ЧТО СДЕЛАТЬ:
1 – Почему, по тексту о Музее живописной культуры, работы чисто формальной ценности всё-таки нужно собирать? Ответь в одном–трех предложениях.
2 – Согласуются ли с текстом о Музее живописной культуры утверждения (a), (b) и (c)? Для каждого ответь «да» или «нет» и приведи точную цитату из текста, которая это решает.
(a) Во многих случаях вопрос формы стал казаться единственной коренной проблемой живописи.
(b) Плодотворность формальных изысканий, по мнению текста, еще нуждается в доказательствах.
(c) Первым последствием предлагаемого отделения станет сужение средств живописного выражения.
3 – Продолжи текст о Музее живописной культуры после его последнего предложения.

Отличительным признаком искусства живописи является стремление облекать живописное содержание в живописную форму. Возрождение этого стремления выдвинуло вопрос формы с такой силой вперед, что во многих случаях он стал представляться единственной коренной проблемой живописи. Утрированность такого положения принесла, однако, помимо некоторых вредных и временных последствий ту напряженность в формальных изысканиях, которая даст искусству богатый арсенал средств выражения. Плодотворность этих изысканий, или, как принято теперь говорить, изобретений, не требует доказательств.
Музей Живописной Культуры представляет из себя собрание художественных произведений, основанных на живописных принципах — живописное содержание в живописной форме. Поэтому в нем как бы не оказывается места для работ чисто и исключительно формальной ценности. Эти работы должны быть, однако, собраны и как показатель и памятник определенного отношения к искусству нашего времени, и как стимул к производству дальнейших формальных изысканий. Обогащение средств живописного выражения будет первым последствием предлагаемого отделения.

Записи из собрания:

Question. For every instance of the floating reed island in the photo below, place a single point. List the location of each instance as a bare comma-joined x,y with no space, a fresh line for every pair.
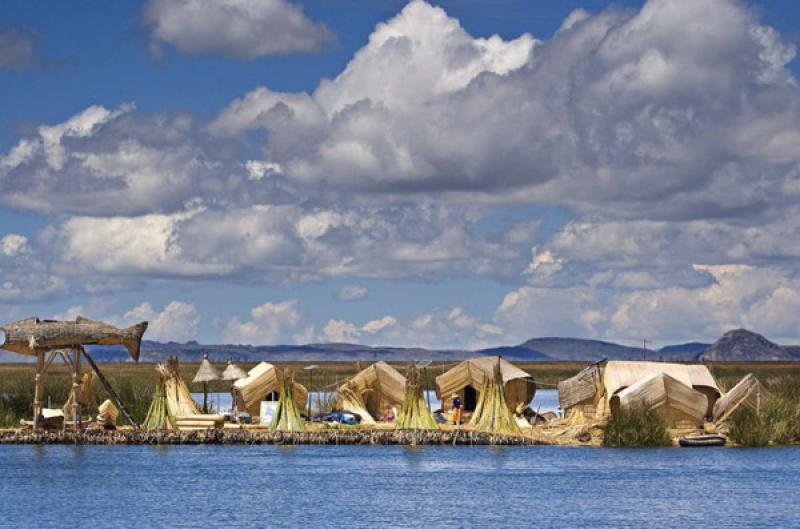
484,401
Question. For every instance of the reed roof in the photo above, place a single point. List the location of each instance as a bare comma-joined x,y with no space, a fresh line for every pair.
260,381
233,372
675,400
381,379
476,372
206,372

ОТВЕТЫ ПО ЗАДАНИЯМ:
1 – Их следует собрать как показатель и памятник определенного отношения к искусству нашего времени. Кроме того, они послужат стимулом к дальнейшим формальным изысканиям.

2 –
(a) Да: «во многих случаях он стал представляться единственной коренной проблемой живописи».
(b) Нет: «Плодотворность этих изысканий, или, как принято теперь говорить, изобретений, не требует доказательств».
(c) Нет: «Обогащение средств живописного выражения будет первым последствием предлагаемого отделения».

3 –
Сюда должны относиться опыты, начиная с формальной конструкции вплоть до техники в самом специальном смысле этого слова, т. е. кончая различными опытами грунта. Это должны быть все те опыты над средствами живописного выражения, которые выходят на рук экспериментирующего художника. Таким образом, сюда не войдут холсты, кисти, краски и всякие инструменты, изготовляемые не художником. Но эти же материальные средства должны войти в собрание, если они изготовлены художником. Далее отделение призвано собрать все существенные и значительные опыты по применению сырого материала — фактура. Наконец, сюда же войдут опыты формальной конструкции по принципу сопоставления: цветовая и рисуночная плоскость, соотношение, столкновение, разрешение плоскостей, соотношение плоскости и объема, трактовка плоскости и объема как самодовлеющих элементов, совпадение или разобщение плоскостей и объемов рисуночных и живописных, опыты по созданию исключительно объемных форм как единичных, так и комбинированных и т. д. Трудно, конечно, провести точную линию, отделяющую опыт от произведения, так как задуманный опыт может стать произведением, а задуманное произведение может не выйти из границ опыта. Однако возможные ошибки в проведении этой линии и некоторая неизбежная субъективность в оценке данной работы не должны служить препятствием возникновению первой попытки специфического собрания опытов технического характера.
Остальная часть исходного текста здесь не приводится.